Your instructions.
Rewrite the lines below as a numbered list, skipping any blank lines. Leave the pictures out of your answer.

Provided information.

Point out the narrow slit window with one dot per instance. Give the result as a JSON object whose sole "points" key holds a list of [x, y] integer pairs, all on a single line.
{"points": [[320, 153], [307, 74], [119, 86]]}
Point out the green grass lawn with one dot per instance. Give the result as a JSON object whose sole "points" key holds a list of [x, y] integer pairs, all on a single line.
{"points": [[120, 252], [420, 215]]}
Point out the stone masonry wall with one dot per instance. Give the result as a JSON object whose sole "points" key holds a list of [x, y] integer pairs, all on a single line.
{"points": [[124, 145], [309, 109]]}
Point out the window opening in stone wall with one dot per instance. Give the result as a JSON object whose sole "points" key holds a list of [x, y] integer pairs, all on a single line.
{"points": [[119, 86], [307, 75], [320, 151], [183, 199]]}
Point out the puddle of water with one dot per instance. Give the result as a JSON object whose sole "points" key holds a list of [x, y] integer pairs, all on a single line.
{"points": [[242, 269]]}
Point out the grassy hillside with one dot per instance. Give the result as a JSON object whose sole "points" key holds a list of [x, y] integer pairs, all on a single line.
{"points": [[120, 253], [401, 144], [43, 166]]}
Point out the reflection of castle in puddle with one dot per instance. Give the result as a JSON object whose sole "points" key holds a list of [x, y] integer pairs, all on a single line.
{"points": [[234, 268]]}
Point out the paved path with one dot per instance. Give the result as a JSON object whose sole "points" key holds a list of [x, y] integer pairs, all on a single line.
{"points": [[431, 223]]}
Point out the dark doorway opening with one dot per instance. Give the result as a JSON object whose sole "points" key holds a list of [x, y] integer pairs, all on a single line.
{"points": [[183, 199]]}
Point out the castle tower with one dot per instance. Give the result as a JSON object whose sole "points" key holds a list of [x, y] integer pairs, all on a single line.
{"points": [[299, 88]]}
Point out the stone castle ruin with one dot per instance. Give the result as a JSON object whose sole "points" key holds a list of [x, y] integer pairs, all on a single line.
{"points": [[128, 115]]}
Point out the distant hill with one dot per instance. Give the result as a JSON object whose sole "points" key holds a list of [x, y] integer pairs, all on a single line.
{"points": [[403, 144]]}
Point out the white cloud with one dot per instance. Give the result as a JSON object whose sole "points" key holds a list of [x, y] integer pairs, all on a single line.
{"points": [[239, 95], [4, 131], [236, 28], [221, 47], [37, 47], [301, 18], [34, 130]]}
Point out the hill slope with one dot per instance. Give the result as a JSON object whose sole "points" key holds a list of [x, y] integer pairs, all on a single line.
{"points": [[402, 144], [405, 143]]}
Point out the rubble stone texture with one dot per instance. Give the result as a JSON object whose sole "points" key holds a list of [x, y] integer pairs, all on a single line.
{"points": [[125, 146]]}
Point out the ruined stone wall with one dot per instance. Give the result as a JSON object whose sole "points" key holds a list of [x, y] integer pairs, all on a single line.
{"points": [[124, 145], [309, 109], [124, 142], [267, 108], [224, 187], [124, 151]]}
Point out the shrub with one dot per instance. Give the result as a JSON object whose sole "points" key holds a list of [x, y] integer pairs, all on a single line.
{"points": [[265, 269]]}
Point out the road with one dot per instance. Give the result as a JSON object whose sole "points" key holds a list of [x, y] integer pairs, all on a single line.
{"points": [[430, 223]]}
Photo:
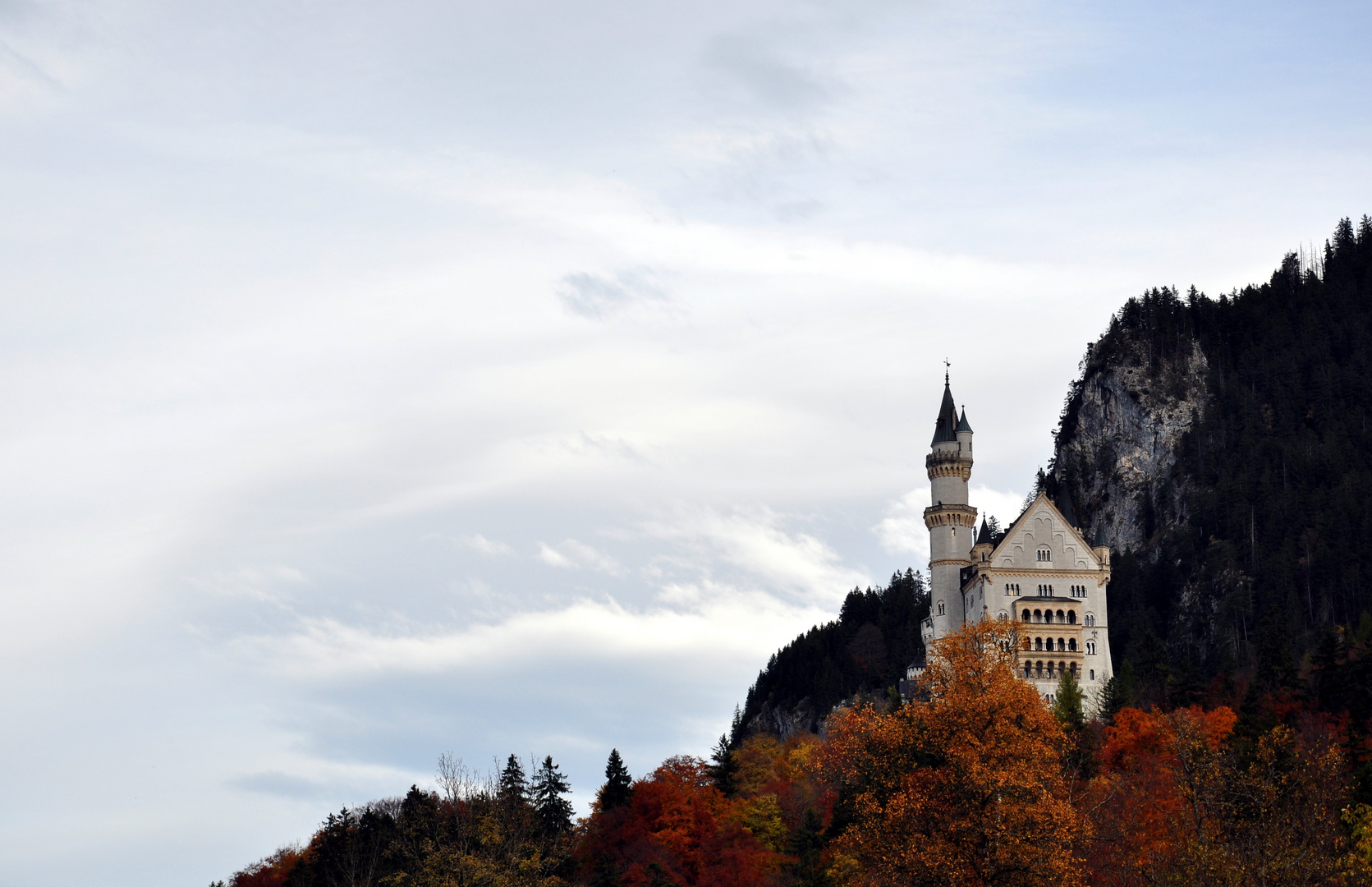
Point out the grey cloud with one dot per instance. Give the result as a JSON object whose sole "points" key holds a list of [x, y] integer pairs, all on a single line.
{"points": [[592, 296], [759, 77]]}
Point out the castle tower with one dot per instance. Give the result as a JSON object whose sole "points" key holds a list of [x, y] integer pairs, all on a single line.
{"points": [[950, 518]]}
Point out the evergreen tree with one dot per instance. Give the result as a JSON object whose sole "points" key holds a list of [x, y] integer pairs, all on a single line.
{"points": [[553, 811], [617, 790], [513, 787], [723, 768], [1117, 692], [1067, 705]]}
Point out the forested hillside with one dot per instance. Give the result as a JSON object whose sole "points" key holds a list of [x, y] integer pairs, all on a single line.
{"points": [[1253, 544], [863, 651], [1223, 447]]}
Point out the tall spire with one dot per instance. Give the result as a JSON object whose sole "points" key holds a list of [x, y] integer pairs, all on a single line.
{"points": [[947, 426]]}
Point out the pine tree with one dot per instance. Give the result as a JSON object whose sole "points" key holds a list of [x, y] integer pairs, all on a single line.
{"points": [[513, 786], [723, 768], [1067, 705], [1117, 692], [617, 790], [553, 811]]}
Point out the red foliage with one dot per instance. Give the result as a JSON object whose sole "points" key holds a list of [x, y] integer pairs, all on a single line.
{"points": [[271, 871], [677, 831]]}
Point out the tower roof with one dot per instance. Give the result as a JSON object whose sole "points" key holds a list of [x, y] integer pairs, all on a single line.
{"points": [[947, 427]]}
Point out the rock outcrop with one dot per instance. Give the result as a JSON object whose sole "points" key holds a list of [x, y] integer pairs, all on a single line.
{"points": [[1120, 439]]}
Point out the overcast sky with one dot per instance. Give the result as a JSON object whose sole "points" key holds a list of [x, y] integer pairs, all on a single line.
{"points": [[384, 379]]}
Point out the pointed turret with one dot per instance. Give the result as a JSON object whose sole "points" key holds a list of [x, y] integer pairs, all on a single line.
{"points": [[947, 429], [951, 521]]}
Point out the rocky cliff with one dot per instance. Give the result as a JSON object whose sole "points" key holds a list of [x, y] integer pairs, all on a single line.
{"points": [[1120, 434]]}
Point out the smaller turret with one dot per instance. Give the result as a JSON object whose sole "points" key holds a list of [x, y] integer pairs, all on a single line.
{"points": [[1100, 548], [981, 551]]}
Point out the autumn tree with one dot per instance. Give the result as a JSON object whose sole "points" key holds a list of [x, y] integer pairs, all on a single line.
{"points": [[962, 790]]}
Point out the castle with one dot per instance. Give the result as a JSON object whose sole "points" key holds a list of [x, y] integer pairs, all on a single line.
{"points": [[1040, 572]]}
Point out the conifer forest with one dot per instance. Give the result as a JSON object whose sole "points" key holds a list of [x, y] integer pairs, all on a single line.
{"points": [[1232, 746]]}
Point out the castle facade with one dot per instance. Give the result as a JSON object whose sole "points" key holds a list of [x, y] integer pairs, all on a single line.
{"points": [[1040, 572]]}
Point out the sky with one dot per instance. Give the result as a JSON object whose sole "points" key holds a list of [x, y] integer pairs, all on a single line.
{"points": [[384, 379]]}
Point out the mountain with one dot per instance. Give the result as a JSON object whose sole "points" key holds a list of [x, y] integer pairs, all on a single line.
{"points": [[1223, 445], [863, 651], [1223, 448]]}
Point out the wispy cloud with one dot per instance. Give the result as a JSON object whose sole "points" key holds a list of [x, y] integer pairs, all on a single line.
{"points": [[574, 555], [597, 296], [480, 543]]}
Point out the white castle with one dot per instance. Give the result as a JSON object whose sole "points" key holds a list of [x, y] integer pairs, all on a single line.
{"points": [[1040, 572]]}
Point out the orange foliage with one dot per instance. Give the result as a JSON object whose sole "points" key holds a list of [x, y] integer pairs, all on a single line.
{"points": [[679, 830], [271, 871], [962, 790], [1140, 801]]}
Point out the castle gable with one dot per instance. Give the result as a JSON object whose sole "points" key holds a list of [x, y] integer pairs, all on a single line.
{"points": [[1042, 539]]}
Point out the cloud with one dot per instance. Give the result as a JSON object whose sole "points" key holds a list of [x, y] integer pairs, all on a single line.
{"points": [[709, 619], [903, 526], [484, 545], [572, 555], [593, 296], [758, 544], [903, 531]]}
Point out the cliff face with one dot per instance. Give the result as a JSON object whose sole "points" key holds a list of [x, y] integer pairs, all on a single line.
{"points": [[1120, 437]]}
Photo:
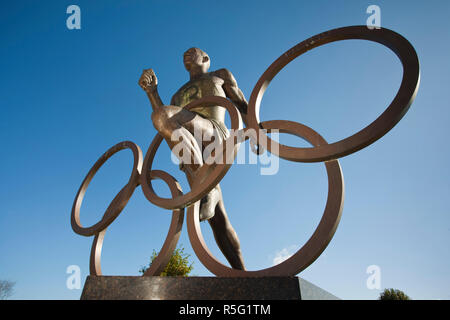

Solution to this exercise.
1. Point out the narrow slit window with one dot per instance. Give the result as a JSON object whose sole "points" key holds a list of [x, y] integer pairs, all on a single line.
2. {"points": [[320, 153], [307, 74], [119, 86]]}
3. Point out the green grass lawn with one dot per instance. Give the result as a JSON object whose sole "points" key holds a list of [x, y] integer pairs, all on a single line.
4. {"points": [[120, 252], [420, 215]]}
5. Point out the stone masonry wall with one dot per instance. Give the result as a JSON object whose sole "points" key holds a list of [x, y] integer pairs, all on a single line.
6. {"points": [[124, 145], [309, 109]]}
7. Point out the window opening in stone wall with one dot per instance. Give the result as a JSON object whose sole "points" key holds a list of [x, y] integer pairs, all on a single line.
8. {"points": [[119, 86], [307, 75], [320, 151], [183, 199]]}
9. Point out the puddle of water with one dot per instance. Give the result as a JSON object whose sole "points" key holds a list of [x, y] integer pairs, all on a single line.
10. {"points": [[242, 269]]}
11. Point out the grassy hillside with one dot per instance. Give the result as a JSON object whose sole "points" key holds a list of [x, y] integer pairs, all on a single line.
12. {"points": [[120, 253], [401, 144], [43, 166]]}
13. Point out the reflection of castle in puddle with one dot per instance. Give the result as a JSON object whose sole "points" key holds a list of [x, y] integer pairs, all on a single line.
14. {"points": [[234, 268]]}
15. Point out the paved path with one dot per instance. Give the result as a JSON object whose sole "points" key holds a list of [x, y] integer pairs, all on a single line.
16. {"points": [[431, 223]]}
17. Point out the dark doorway opening with one dot per instance. Give the result as a JSON object whose sole "points" key holds a list of [x, y] integer pairs, all on a single line.
18. {"points": [[183, 199]]}
19. Point out the castle tower with one dot per instance. Give the result as a JSON object whose sole "points" key holds a list of [x, y] integer pairs, all on a single line.
20. {"points": [[299, 88]]}
21. Point out the stone castle ruin with one dot per instance. Give the result as a JSON object whose sole "points" key holds a list of [x, y] integer pairs, all on a single line.
22. {"points": [[128, 115]]}
23. Point out the distant hill with one dot per instance. Give the result as a JSON object whose sole "points" key holds a list of [x, y] integer pairs, all on a single line.
24. {"points": [[403, 144]]}
25. Point out the white cloud with one dot per instance. Give the result as a JSON object whose sole "points" key holds a list of [x, y] integer pairs, all on a single line.
26. {"points": [[239, 95], [4, 131], [236, 28], [221, 47], [37, 47], [301, 18], [34, 130]]}
27. Point out the hill slope with one dot per instance. Give the result as a JSON object whose sole "points" key holds a list of [x, y] integer pairs, all on a single line.
28. {"points": [[402, 144], [405, 143]]}
29. Point out the rubble stone texture with one dot per instance. Give the result as a JSON object whose sole "points" key holds a list of [x, y] integer pairs, all on a single line.
30. {"points": [[125, 146]]}
31. Point out the ruined stone wall with one dot per instance. Give the result as a JSON object whose sole "points" key holds a list of [x, y] integer pairs, all on a single line.
32. {"points": [[124, 145], [309, 109], [124, 142], [267, 108], [224, 187], [124, 151]]}
33. Point out the shrub with one dot per instance. Give the result as a JSON object whose sole "points" key holds a list of [x, y] integer pairs, all on a single line.
34. {"points": [[265, 269]]}
35. Point out the road with one dot per instance. Give the result as a JSON object whose sole "points" key holds a list of [x, y] integer pairs, all on a single line.
36. {"points": [[430, 223]]}
37. Photo:
38. Point out the grey cloud with one dot per instance. Give the result as a JSON object whose sole "points" key holds a list of [x, y] integer pairs, all on a single line.
39. {"points": [[592, 296], [759, 77]]}
40. Point out the castle tower with one dot per instance. Give the result as a JSON object whose sole "points" key holds a list of [x, y] integer pairs, all on a single line.
41. {"points": [[950, 518]]}
42. Point out the evergreen tree with one dot per instance. Give the result as a JSON object whose sole "points" key holds a list of [x, y] integer pairs, all on a single line.
43. {"points": [[553, 811], [617, 790], [513, 787], [723, 768], [1117, 692], [1067, 705]]}
44. Point out the forested hillside with one dot per instance. Give the result as a JSON object whose sole "points" key holds a list of [x, y] integer pairs, all on a single line.
45. {"points": [[1253, 544], [863, 651], [1223, 447]]}
46. Point out the tall spire with one dot per instance. Give the result as a JSON object whose sole "points" key holds a list of [x, y] integer pairs, all on a single line.
47. {"points": [[947, 426]]}
48. Point out the pine tree with one dot per instance. Give the result as a JSON object whose sole "points" key holds a list of [x, y] integer pairs, all on a single line.
49. {"points": [[513, 786], [723, 768], [1067, 705], [1117, 692], [617, 790], [553, 811]]}
50. Point out the red foliage with one dot per instance. Give the result as a JSON object whose sole "points" key holds a list of [x, y] integer pairs, all on a single line.
51. {"points": [[271, 871], [677, 831]]}
52. Point out the tower roof with one dot per instance. Give the result as a JSON object whose sole "points" key holds a list of [x, y] integer pairs, all on a single line.
53. {"points": [[947, 427]]}
54. Point out the rock outcrop with one dot per instance. Give the result as a JSON object whose sole "points" key holds a list of [x, y] integer pairs, all on a single line.
55. {"points": [[1120, 439]]}
56. Point out the overcast sky with one dot per instance. Give the result as a JSON object whose sole "points" key holds a list of [x, y] integer pairs, all on a single line.
57. {"points": [[384, 379]]}
58. Point out the pointed turret with one dot per instance. Give the result as a JSON object whose sole "points" key holds a list of [x, y] integer pairs, all on a single line.
59. {"points": [[947, 429], [951, 521]]}
60. Point out the rocky cliff with one dot per instance. Give the result as a JSON object whose sole "points" key holds a list of [x, y] integer pairs, all on a single line.
61. {"points": [[1120, 434]]}
62. Point out the smaller turret with one dot per instance. Give the result as a JSON object whose sole "points" key holds a list of [x, y] integer pairs, all on a single line.
63. {"points": [[1100, 548], [981, 551]]}
64. Point out the autumn tree with one dot per instance. Give the result as a JSON object whose sole "points" key holds a list of [x, y] integer pairs, all on a single line.
65. {"points": [[962, 790]]}
66. Point out the castle with one dot per instance. Give the result as a JSON object whose sole "points" key holds a list of [x, y] integer pairs, all on a single line.
67. {"points": [[1040, 572]]}
68. Point out the conifer forest with one dot per instance. Give the result as a JSON object whose sole "points" key holds a list of [x, y] integer pairs, all on a single line.
69. {"points": [[1232, 746]]}
70. Point out the castle facade with one dot per instance. Give the result as a JSON object whose sole "points" key holds a list of [x, y] integer pairs, all on a single line.
71. {"points": [[1040, 572]]}
72. Point out the sky with one dot per instance. Give the result as a JSON object whose sole "points" key holds a list of [x, y] integer pairs, all on a single line.
73. {"points": [[384, 379]]}
74. Point out the mountain with one dot per instance. Give the result as a JSON object whose sole "points" key holds a list of [x, y] integer pairs, all on a single line.
75. {"points": [[1223, 445], [863, 651], [1223, 448]]}
76. Point out the wispy cloud with one dot per instance. Give the result as a JSON object whose sole "points" key holds a list of [x, y] integer pairs, all on a single line.
77. {"points": [[574, 555], [597, 296], [480, 543]]}
78. Point out the white castle with one dot per instance. Give the result as a JSON object whose sole "points" key holds a list of [x, y] integer pairs, all on a single line.
79. {"points": [[1040, 572]]}
80. Point out the orange foliage with one dot per instance. Give the result as a JSON object whose sole "points" key holds a list of [x, y] integer pairs, all on a single line.
81. {"points": [[679, 830], [271, 871], [962, 790], [1140, 801]]}
82. Point out the castle gable with one dot per instance. Give the result as a JSON object whose sole "points" key holds a list of [x, y] integer pairs, all on a single line.
83. {"points": [[1042, 539]]}
84. Point out the cloud with one dot per instance. Give the result as a JSON object whose sole "points" key holds a list of [x, y] integer pairs, all on a single line.
85. {"points": [[709, 619], [903, 526], [484, 545], [572, 555], [593, 296], [758, 544], [903, 531]]}
86. Point out the cliff face with one dot per instance. Give the result as a JSON object whose sole "points" key holds a list of [x, y] integer pairs, all on a single line.
87. {"points": [[1120, 437]]}
88. Photo:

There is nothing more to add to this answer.